*Given task*. Please count the lines in the records below that contain the string "stick", matching case exactly. Reply with the number alone.

*The input*.
□ □ □ □ □ □ □

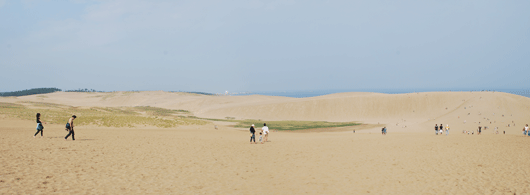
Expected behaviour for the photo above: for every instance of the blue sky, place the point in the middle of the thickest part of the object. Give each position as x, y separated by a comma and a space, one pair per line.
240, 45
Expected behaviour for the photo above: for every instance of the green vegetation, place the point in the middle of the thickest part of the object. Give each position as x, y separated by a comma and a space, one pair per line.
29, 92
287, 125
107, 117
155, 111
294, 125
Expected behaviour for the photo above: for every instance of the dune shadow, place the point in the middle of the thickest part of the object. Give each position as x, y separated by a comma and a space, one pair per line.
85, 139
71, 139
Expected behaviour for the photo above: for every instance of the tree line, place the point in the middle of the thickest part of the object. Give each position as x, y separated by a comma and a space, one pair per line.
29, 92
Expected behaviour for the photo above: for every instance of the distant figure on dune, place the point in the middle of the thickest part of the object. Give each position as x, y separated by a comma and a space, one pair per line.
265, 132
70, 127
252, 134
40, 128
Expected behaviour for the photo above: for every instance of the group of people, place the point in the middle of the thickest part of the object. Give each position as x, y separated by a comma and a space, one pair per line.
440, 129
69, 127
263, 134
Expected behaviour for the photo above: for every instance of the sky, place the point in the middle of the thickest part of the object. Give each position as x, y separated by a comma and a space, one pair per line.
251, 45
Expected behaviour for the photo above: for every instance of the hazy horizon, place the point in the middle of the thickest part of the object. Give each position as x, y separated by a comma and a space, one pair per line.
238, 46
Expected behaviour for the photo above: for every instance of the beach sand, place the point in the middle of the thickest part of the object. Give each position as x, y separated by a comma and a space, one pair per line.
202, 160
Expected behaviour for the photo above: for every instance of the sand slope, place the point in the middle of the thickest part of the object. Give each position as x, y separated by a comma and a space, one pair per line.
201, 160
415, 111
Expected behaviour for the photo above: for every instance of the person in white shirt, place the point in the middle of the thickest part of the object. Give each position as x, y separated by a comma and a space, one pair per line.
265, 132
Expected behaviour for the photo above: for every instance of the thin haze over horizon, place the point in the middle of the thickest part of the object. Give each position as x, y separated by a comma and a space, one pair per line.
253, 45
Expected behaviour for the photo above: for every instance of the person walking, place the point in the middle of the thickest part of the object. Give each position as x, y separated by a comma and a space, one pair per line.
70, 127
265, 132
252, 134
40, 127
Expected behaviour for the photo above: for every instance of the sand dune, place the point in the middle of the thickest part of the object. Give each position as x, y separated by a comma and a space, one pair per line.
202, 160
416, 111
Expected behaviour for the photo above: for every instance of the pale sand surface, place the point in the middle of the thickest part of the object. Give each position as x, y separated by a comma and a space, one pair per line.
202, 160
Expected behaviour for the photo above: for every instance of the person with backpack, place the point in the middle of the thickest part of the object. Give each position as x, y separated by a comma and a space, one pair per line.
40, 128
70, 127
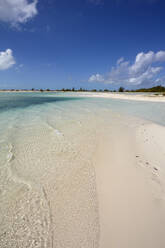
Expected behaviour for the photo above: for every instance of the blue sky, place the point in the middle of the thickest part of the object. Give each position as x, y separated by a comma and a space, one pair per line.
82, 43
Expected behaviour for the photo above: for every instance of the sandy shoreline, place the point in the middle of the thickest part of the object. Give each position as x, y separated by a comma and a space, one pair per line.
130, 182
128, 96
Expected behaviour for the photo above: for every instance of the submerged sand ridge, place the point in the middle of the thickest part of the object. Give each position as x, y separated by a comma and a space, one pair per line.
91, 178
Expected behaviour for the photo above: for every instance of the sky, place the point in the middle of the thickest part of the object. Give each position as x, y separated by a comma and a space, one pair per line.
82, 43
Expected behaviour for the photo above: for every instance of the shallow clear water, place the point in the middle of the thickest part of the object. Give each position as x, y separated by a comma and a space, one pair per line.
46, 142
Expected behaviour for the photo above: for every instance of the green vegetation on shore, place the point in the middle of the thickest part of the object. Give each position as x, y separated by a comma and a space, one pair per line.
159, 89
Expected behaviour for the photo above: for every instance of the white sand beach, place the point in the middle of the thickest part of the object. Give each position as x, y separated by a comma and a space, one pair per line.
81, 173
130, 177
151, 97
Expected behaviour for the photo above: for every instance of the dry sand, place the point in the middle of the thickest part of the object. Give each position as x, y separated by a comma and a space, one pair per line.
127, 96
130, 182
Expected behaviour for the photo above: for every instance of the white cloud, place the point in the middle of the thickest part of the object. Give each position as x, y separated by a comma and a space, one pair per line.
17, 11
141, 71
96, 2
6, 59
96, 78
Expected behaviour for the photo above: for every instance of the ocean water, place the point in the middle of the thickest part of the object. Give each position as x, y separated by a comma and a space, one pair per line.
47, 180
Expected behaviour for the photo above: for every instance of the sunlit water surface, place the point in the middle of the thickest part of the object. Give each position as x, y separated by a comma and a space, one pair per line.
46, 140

□ □ □ □ □ □ □

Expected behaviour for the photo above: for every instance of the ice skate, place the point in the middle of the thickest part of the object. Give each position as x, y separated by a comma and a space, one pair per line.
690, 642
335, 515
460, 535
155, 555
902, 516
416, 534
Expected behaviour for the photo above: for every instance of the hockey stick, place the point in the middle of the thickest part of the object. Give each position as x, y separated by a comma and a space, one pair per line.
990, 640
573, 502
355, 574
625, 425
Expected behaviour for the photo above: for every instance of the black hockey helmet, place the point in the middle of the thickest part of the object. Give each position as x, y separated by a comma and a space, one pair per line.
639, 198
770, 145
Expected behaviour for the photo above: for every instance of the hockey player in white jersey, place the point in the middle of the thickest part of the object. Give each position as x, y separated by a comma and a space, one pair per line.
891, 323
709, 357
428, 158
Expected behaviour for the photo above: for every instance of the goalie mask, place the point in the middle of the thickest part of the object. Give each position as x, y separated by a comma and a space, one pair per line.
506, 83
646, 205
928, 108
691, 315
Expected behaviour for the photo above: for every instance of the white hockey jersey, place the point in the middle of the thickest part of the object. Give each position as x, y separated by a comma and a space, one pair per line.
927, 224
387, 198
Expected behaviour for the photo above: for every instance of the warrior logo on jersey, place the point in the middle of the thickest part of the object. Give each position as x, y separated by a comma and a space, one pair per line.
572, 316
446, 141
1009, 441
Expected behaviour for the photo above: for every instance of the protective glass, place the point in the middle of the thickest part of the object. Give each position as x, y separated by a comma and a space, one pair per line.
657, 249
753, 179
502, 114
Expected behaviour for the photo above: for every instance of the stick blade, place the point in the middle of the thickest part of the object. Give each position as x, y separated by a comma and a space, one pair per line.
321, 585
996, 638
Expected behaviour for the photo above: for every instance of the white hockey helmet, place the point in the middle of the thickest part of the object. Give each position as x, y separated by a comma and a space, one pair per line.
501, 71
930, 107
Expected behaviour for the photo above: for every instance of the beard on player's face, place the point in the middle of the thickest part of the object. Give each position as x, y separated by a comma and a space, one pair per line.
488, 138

□ □ □ □ □ □ □

*Full response*. 2